● **Challenge**
Can you format all the items below as a two-column CSV with the headers instruction and answer, one row per item, putting each item's text and its answer in separate quoted fields with line breaks turned into spaces? Leave the pictures out.

● **Stored data**
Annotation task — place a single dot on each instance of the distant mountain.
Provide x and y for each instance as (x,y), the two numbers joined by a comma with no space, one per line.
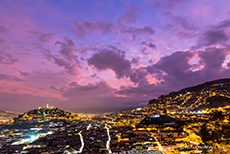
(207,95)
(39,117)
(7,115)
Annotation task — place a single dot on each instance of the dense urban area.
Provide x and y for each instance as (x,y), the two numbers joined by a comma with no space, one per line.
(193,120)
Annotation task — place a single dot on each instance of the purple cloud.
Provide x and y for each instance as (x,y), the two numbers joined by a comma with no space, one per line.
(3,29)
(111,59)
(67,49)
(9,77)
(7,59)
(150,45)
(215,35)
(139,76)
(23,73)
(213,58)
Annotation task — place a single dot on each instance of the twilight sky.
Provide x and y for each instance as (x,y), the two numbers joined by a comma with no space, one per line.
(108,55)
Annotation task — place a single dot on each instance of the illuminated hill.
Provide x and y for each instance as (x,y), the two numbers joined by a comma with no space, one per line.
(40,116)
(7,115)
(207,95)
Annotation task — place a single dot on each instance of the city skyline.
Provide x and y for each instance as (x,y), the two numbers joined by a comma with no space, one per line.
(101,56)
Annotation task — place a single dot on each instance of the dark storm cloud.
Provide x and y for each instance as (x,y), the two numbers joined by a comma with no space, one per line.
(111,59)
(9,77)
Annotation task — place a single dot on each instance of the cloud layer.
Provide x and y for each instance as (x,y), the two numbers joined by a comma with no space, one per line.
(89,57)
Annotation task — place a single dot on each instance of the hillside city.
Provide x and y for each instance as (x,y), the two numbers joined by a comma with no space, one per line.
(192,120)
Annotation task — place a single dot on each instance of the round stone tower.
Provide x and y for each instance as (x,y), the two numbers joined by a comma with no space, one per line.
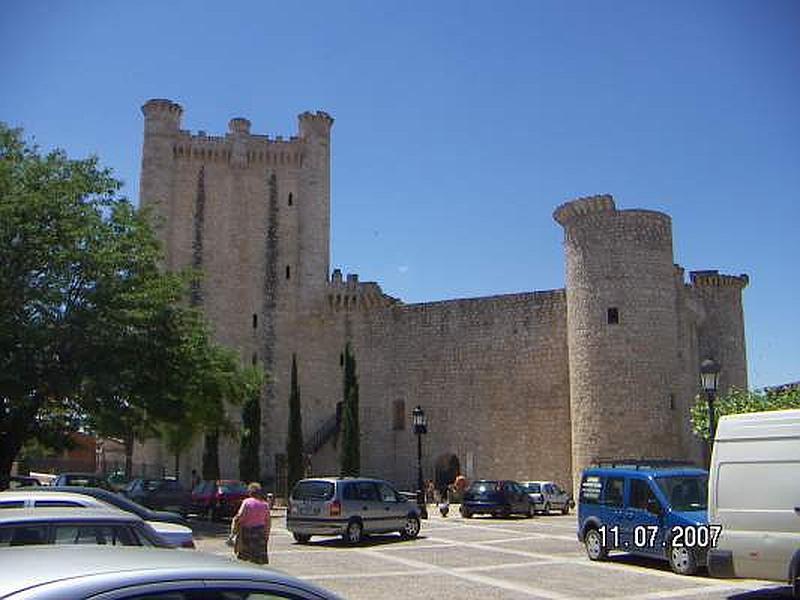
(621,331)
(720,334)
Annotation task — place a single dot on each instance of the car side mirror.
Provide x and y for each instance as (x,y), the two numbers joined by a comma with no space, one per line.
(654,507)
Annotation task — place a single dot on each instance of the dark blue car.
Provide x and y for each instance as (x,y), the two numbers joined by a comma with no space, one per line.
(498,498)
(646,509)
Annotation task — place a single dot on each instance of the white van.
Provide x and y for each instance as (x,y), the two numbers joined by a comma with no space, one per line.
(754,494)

● **Response to this exercise**
instruction,answer
"Annotation task — place a single dot on each instance of the distant mountain. Provide x and y for each instance as (x,y), the two numbers joined by a comma with no space, one per line.","(207,95) (39,117) (7,115)"
"Annotation task — place a single dot on each instance of the dense urban area. Provide x and y for each instance as (x,y), the two numbers joined by a comma with no space, one per line.","(193,120)"
"Annotation task — place a single dot on each instance of the purple cloud. Provide x and y for each instance as (x,y), the two numbers joined by a comma with no space, one per line.","(3,29) (111,59) (67,49) (9,77) (7,59) (150,45) (215,35) (139,76) (23,73) (213,58)"
"Annotation task — place a single dot on each instance of the twilight sky. Provide x and y for each instance as (x,y), the two numbers joined by a comma with no space, one per line.","(108,55)"
"Annotation task — place a single dot on each instance of the illuminated hill. Provide x and y for each instance as (x,y), the two numbers joined by a comma with no space, one per line.","(40,116) (7,115) (207,95)"
"Annotation task — place a single dot on each instance of the city skyline. Provide x and y for each instance as (x,y), the two numbers joined by a comma with no space, one per line.","(101,56)"
"Annotation task — place a single dot on each instance of the dark storm cloud. Provide x and y for each instance as (x,y), the two numbers joined by a comma with no space, one per line.","(111,59) (9,77)"
"Annotation task — place a single dot on each instance of the cloud layer. Provide x and y for each instance as (x,y), the two numbers joined by a comma with no space, one per line.","(89,57)"
"Annotation task — place a single dot on each instance of the hillside city. Provide x and y for each instance as (x,y), the two numbers joined by a comma with no space, one per line.","(192,120)"
"Annotation task — place a single dot on each instance of the round stone tower. Provide x and y for each instance as (x,y), the two numbers joined by a comma with no space, one per line.","(621,331) (720,334)"
"Annotation task — place a single dot on each instance of the car side mirror. Provide x and y for each instance as (x,y), the two numbers joined by a comma with no space, one per line.","(654,507)"
"Annotation task — place a single dot on each instance of the dark blue car. Provide x and y for each instance as (x,y), the two numbers joined by a comma with no space, one per line.","(498,498) (646,509)"
"Annotation task — place a single dot on each instance of the white van. Provide x and y for each instance as (x,y), the two numbers joined by a comma with no space, one per line.","(754,494)"